TASK OBJECTIVE: Print, exactly as written, the line containing "TARGET: red cap" and every line after it, ending with the final line of the data below.

----- SOURCE MATERIAL -----

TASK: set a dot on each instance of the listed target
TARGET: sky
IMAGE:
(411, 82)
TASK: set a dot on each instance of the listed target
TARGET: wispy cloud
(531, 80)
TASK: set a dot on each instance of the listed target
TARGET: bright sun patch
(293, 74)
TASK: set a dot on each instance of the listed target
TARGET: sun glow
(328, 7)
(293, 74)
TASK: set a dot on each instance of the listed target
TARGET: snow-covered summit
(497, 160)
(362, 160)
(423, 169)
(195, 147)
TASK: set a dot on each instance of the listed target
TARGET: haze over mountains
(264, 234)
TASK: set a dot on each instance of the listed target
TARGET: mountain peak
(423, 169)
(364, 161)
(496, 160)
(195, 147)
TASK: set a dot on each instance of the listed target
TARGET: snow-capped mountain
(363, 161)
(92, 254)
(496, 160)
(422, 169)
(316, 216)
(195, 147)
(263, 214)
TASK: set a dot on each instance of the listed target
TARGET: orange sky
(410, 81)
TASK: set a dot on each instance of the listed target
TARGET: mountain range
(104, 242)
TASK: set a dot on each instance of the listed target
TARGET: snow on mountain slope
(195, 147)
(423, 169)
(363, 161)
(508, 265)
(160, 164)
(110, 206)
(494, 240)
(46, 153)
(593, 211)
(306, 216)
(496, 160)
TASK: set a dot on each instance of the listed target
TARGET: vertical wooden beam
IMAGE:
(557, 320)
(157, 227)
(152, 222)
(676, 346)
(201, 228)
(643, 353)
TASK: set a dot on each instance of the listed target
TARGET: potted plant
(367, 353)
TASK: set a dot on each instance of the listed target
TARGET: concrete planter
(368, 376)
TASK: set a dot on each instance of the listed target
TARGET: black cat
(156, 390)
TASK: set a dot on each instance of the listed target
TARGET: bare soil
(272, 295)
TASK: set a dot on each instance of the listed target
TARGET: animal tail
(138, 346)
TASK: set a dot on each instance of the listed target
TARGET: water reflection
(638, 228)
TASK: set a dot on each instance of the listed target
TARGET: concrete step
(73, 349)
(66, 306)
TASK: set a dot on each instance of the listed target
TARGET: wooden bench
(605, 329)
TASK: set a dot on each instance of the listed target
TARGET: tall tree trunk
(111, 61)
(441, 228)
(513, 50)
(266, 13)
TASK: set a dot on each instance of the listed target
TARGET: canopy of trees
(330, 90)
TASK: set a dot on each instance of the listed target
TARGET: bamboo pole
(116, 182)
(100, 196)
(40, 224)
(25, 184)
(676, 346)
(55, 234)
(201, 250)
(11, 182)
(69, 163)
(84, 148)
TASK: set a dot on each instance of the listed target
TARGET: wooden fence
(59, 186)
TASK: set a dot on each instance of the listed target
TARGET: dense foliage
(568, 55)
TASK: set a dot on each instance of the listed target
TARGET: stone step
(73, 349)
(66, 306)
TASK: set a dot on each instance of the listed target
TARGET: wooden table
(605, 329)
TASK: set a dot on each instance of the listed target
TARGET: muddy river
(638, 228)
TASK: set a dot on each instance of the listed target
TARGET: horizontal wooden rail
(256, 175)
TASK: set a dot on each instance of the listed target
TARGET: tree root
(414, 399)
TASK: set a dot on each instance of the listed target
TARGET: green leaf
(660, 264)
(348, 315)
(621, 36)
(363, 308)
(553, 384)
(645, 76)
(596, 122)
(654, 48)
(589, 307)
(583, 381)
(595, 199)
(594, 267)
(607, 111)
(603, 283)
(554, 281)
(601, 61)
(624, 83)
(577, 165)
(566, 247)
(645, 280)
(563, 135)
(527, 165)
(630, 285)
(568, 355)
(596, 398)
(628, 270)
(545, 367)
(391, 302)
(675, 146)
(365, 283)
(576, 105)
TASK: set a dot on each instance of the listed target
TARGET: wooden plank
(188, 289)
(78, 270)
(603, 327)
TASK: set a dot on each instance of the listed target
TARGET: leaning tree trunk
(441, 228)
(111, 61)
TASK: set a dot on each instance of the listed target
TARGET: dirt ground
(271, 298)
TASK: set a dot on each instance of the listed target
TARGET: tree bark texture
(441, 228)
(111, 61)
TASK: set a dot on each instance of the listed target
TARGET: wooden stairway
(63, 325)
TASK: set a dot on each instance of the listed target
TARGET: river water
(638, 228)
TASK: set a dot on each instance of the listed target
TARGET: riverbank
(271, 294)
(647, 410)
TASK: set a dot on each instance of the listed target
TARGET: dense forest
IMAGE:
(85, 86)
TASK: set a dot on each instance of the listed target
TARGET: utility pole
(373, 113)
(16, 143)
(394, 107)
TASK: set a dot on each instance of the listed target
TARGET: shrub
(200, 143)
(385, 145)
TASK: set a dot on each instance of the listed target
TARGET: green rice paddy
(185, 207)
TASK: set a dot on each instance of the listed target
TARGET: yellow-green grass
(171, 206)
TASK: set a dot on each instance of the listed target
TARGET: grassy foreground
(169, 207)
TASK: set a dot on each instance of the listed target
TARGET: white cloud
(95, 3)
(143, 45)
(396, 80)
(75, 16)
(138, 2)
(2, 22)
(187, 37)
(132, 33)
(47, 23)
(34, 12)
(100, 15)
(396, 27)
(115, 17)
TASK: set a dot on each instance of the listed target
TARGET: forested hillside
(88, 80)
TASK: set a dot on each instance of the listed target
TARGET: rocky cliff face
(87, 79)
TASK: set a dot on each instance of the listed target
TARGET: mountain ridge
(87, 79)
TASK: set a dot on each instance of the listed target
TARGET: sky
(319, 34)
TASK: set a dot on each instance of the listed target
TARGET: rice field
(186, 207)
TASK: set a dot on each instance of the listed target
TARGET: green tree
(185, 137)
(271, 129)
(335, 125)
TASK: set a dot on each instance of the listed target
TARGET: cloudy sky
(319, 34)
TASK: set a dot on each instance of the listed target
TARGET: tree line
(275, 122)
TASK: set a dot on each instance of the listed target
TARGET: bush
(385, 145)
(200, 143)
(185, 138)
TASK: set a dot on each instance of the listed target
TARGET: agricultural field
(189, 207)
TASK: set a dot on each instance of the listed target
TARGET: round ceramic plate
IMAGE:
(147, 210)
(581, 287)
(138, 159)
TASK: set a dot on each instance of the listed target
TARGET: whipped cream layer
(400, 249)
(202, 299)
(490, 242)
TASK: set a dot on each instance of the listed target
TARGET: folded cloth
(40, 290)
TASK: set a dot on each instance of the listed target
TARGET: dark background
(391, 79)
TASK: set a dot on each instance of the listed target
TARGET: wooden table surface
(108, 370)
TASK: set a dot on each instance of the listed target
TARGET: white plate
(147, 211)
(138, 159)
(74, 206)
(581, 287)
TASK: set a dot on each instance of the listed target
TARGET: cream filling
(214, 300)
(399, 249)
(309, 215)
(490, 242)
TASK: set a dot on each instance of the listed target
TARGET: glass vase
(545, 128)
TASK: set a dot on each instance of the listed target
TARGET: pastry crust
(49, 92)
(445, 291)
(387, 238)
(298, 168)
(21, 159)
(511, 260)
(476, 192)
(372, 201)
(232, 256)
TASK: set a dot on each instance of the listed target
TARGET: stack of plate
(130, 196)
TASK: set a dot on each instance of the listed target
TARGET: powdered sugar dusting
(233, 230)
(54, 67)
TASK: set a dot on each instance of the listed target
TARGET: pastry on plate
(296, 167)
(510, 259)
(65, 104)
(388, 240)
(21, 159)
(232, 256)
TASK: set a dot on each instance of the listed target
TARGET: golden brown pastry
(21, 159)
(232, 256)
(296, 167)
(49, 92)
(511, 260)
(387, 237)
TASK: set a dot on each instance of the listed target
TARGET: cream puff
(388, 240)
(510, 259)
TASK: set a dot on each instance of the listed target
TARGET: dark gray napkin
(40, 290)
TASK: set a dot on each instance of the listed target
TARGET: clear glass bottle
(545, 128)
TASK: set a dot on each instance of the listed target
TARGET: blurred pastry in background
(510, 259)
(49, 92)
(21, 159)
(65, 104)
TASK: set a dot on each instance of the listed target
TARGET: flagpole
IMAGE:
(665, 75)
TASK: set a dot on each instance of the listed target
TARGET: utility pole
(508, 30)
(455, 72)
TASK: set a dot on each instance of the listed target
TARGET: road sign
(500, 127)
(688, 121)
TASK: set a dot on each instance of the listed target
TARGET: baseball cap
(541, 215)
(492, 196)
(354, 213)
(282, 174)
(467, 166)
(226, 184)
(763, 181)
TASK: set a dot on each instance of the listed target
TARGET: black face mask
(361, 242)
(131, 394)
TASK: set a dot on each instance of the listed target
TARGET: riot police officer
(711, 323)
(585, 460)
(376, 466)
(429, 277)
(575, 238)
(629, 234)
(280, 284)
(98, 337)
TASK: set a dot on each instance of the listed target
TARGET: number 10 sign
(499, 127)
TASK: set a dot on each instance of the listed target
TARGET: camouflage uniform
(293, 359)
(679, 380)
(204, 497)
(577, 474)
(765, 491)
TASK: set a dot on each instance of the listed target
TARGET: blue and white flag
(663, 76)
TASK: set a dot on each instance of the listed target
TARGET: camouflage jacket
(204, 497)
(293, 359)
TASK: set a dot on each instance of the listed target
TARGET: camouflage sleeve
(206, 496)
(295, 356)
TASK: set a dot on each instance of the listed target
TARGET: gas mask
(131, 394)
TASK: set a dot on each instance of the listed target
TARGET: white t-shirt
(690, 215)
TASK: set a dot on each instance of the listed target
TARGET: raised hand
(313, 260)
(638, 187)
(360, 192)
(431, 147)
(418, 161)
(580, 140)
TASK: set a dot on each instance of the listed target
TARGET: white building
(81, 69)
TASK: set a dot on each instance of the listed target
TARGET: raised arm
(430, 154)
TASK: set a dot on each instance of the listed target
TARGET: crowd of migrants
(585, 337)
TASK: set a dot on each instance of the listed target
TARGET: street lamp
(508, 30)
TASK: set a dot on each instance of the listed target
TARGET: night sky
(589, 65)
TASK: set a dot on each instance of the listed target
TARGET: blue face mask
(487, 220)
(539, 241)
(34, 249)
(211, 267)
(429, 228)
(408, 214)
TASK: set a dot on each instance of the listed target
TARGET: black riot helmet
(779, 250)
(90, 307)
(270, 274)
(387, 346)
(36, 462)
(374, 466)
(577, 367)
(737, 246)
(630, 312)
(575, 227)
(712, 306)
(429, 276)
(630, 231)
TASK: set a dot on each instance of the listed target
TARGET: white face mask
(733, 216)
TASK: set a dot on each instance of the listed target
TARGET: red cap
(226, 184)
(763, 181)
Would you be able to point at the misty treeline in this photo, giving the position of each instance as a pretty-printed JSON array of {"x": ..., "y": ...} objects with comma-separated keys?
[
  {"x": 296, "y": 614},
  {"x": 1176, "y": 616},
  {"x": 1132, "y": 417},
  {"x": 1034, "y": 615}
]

-----

ANSWER SPACE:
TARGET: red cap
(226, 184)
(763, 181)
Would you be able to point at the misty treeline in this photo, giving the position of each instance as a pretty-printed JSON array of {"x": ..., "y": ...} objects with comma-separated keys?
[
  {"x": 296, "y": 614},
  {"x": 1176, "y": 616},
  {"x": 1132, "y": 417},
  {"x": 1034, "y": 615}
]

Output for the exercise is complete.